— Assignment —
Set down the data below word for word, and leave the images aside.

[Opening Dataset records section]

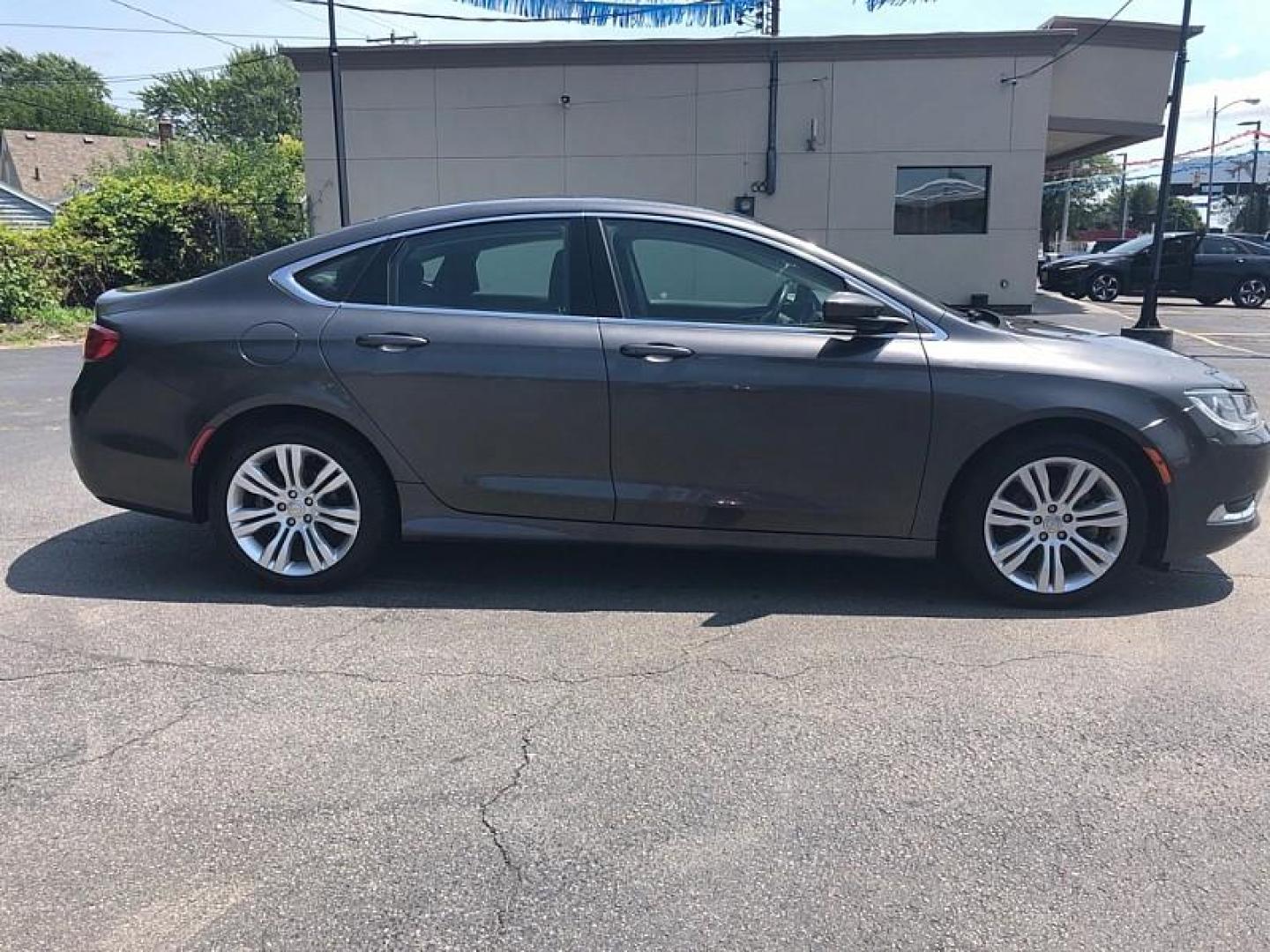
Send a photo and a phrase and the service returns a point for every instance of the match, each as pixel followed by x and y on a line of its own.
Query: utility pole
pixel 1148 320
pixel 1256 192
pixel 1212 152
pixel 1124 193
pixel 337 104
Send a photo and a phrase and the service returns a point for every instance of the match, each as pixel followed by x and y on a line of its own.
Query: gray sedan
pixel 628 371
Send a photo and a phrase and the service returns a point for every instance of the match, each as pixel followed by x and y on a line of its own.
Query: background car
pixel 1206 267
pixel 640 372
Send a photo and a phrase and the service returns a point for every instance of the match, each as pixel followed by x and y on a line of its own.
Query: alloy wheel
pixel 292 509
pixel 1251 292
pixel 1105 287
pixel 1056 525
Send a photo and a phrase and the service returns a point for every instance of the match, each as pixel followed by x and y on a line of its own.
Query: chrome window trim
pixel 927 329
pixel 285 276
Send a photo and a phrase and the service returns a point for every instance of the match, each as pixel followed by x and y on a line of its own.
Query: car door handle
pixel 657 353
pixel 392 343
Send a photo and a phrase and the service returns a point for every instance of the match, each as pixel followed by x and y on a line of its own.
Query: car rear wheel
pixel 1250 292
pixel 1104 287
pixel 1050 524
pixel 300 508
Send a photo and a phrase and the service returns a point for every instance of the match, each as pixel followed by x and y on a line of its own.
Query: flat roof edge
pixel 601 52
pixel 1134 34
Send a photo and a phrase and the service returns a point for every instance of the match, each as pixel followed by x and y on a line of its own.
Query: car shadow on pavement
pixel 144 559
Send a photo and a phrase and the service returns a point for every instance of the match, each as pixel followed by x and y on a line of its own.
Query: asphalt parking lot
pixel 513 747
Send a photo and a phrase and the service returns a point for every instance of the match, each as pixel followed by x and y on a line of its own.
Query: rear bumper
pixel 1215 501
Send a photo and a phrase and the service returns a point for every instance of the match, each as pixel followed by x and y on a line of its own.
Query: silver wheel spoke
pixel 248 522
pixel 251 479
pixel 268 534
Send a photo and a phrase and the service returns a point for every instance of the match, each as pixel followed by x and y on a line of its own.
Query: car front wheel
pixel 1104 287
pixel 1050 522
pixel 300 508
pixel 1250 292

[Closing Dataset records section]

— Result of the task —
Send a photo and a phrase and the service returns a point for every instance of the match, each as pixel followed by x and y on a line of its own.
Query: utility pole
pixel 1148 320
pixel 1256 192
pixel 1212 152
pixel 1124 193
pixel 337 104
Send a photo and a phrase and the service returns a point for every instance of the match, each as pixel followed by x and y on a line of its own.
Query: gray sedan
pixel 628 371
Send a photo and a phrase and the service returns a point for every instance of the match, each as pixel followed by x and y on a line of its own.
Query: background car
pixel 1206 267
pixel 640 372
Send a photo and a phrase and the service returns a point for every instance of the match, each as pixel followed by x and y on a line of its own.
Query: alloy wheel
pixel 292 509
pixel 1251 292
pixel 1105 287
pixel 1056 525
Send a photo and a phrase and the service returns a point for every instance of the match, each as pixel followed by x and y on a line of its own.
Query: chrome window trim
pixel 927 329
pixel 285 276
Send a photo and a phrase and the service returns a point for every instance of the match, each as pixel followed by x and y on a line of its own.
Query: car door handle
pixel 657 353
pixel 392 343
Send a photo and a phrase and the service returns a point for every instance of the match, each as pixel followed by x and y on a line of its own.
Query: car rear wheel
pixel 1250 292
pixel 1104 287
pixel 1050 524
pixel 300 508
Send a photo and a phrase and the service returns a point for every instance of the match, each as pixel followed by x and y on a line of its own.
Query: flat roof edge
pixel 601 52
pixel 1134 34
Send a photo and a phrase and the service returns a point for every instance of the match, each as pixel followed by x and y on a line of its own.
Query: car shadow on pavement
pixel 144 559
Send a photo and a phrase and the service returns a point for every instance of the match, each as pixel followed by x and y on a line of its own.
Query: asphalt parking lot
pixel 513 747
Send a photo and a phrase and the service returns a point for every instance of the match, each as pixel followed by x and y on a line of its own.
Query: rear bumper
pixel 1215 501
Send a photo and a phrase and the service returns a point for every instance of the match, each as pixel followed by x and y on a line of its own.
Query: silver wheel spoke
pixel 248 522
pixel 251 479
pixel 268 534
Send a photo and a phrase and the service returns a point for every instance of the match, each as pixel followed by x and y on a line of its own.
Query: car front wheel
pixel 1104 287
pixel 1050 522
pixel 300 508
pixel 1250 292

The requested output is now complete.